### PROBLEM 1:
According to the article on UMass student housing, what is the cheapest monthly rent for a room at Fieldstone?
### PROBLEM 2:
Continue the article on student housing at the University of Massachusetts Amherst from the point where it stops.

### QUOTED PASSAGE:
☆ ☆ ☆ ☆ ☆
AMHERST — An activist organization at the University of Massachusetts is appealing to the Amherst Town Council to issue a formal statement requesting construction of more on-campus, university-owned housing for students.
“I ask this because the situation for students is untenable and the pressure it places on the town is untenable,” Daniel Shapiro, a UMass student and Rolling Green Apartments resident, told the Town Council at its Feb. 2 meeting.
A representative of the Sunrise Movement, Shapiro said the group is pushing for more housing more than a year after UMass issued a request for proposal to find a developer to renovate existing dorms and build new housing on campus.
“There has been no progress, and we need more housing on our campus that doesn’t put pressure on the local housing market,” Shapiro said. “Our school needs to pull its weight.”
He added that students find it unacceptable that the cheapest rent for a room at Fieldstone, the first public-private partnership development on campus, is $1,603 per month.
UMass spokeswoman Emily Gest said the request for proposal process that began in January 2025 is still underway and no developer has been selected yet, adding that the university appreciates housing is an important issue and a priority for Gov. Maura Healey.
“Housing is a complex issue that the university has focused on for decades and one that the university regularly discusses with local governments as well,” Gest said.
Still, Gest said UMass houses one of the largest percentages of students on campus in comparison to to its national peers. Of 209 ranked public universities, UMass is among the top five for highest percentage of on-campus students, with 60% of undergraduates living on the campus.
The appeal from Sunrise was brought to the Town Council a few weeks after councilors voted against adding a specific demand in a new housing production plan for UMass to construct more on-campus housing. That plan offers a recommendation of getting 700 to 900 new housing units constructed by 2030 and strategies to meet that goal.
☆ ☆ ☆ ☆ ☆
Dataset items
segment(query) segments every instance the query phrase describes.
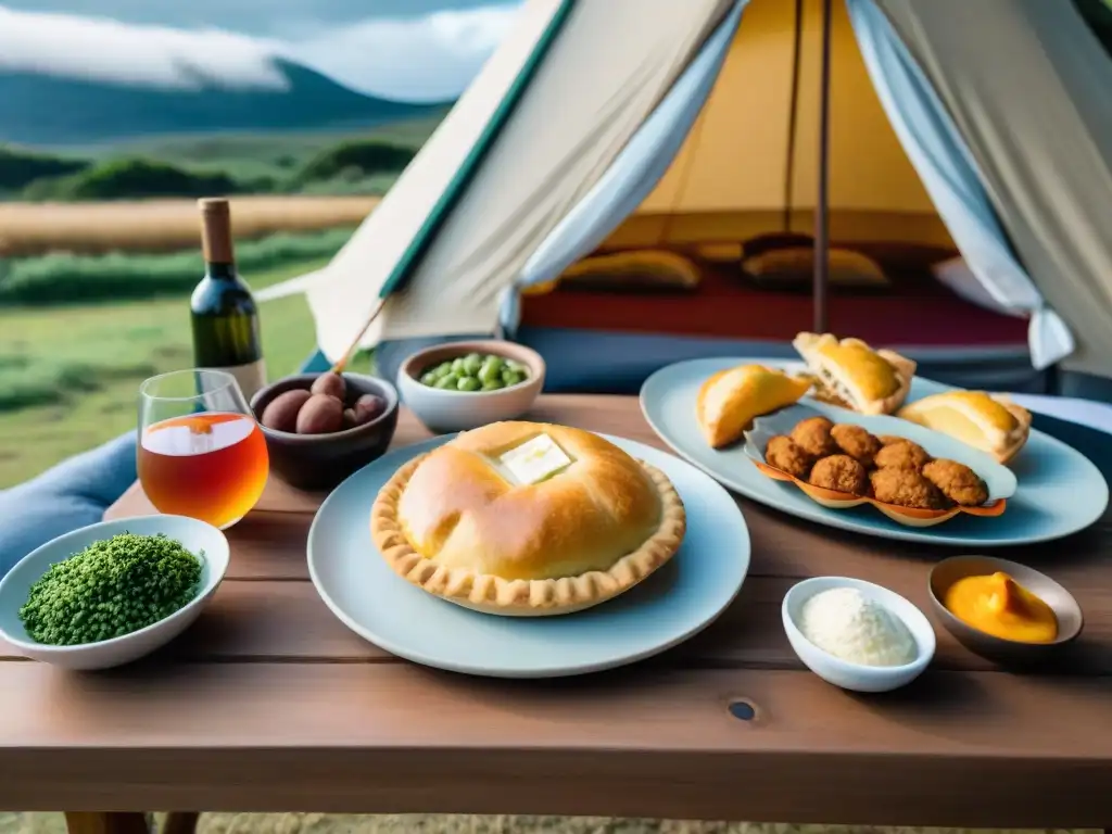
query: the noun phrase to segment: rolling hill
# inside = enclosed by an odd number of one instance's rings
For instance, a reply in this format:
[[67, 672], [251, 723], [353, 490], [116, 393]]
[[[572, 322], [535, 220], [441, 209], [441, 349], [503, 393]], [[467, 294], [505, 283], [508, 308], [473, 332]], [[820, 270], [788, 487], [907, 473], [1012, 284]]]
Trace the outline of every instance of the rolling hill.
[[421, 118], [444, 105], [355, 92], [275, 59], [287, 89], [231, 89], [197, 69], [195, 89], [0, 71], [0, 142], [75, 146], [160, 135], [363, 128]]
☆ ☆ ☆ ☆ ☆
### REPLY 1:
$1,603 per month

### REPLY 2:
The plan includes statements such as “encourage the development of student housing” and “encourage the development of more student housing and workforce housing,” but did not have the phrase “including the UMass campus” added. An attempt to add that phrase failed by a 7-6 vote, though since adopting the plan in December the Town Council has four new members.
Gest presented a statistic showing the challenges for UMass. One is that since the pandemic, more rising juniors and seniors have opted to remain on campus, rather than seeking off-campus housing.
UMass has added thousands of beds on campus in the past 20 years. These include 150 student-family apartments, available to students with dependents, more than 1,000 beds in the dorms at the Commonwealth Honors College and the 824 beds for undergraduates and graduate students at Fieldstone.
The pressure has also been addressed in both Amherst and neighboring Sunderland where hundreds of new housing units have been built, many of which support students, as well as the university’s faculty and staff.
The housing production plan adopted by the Town Council has been submitted to the state’s Executive Office of Housing and Livable Communities so Amherst can be eligible for various grants. It sets forth a path for developing affordable housing that meets the state’s Chapter 40B law, with at least 10% of the town’s housing stock for low- and moderate-income families to achieve safe harbor designation from the state.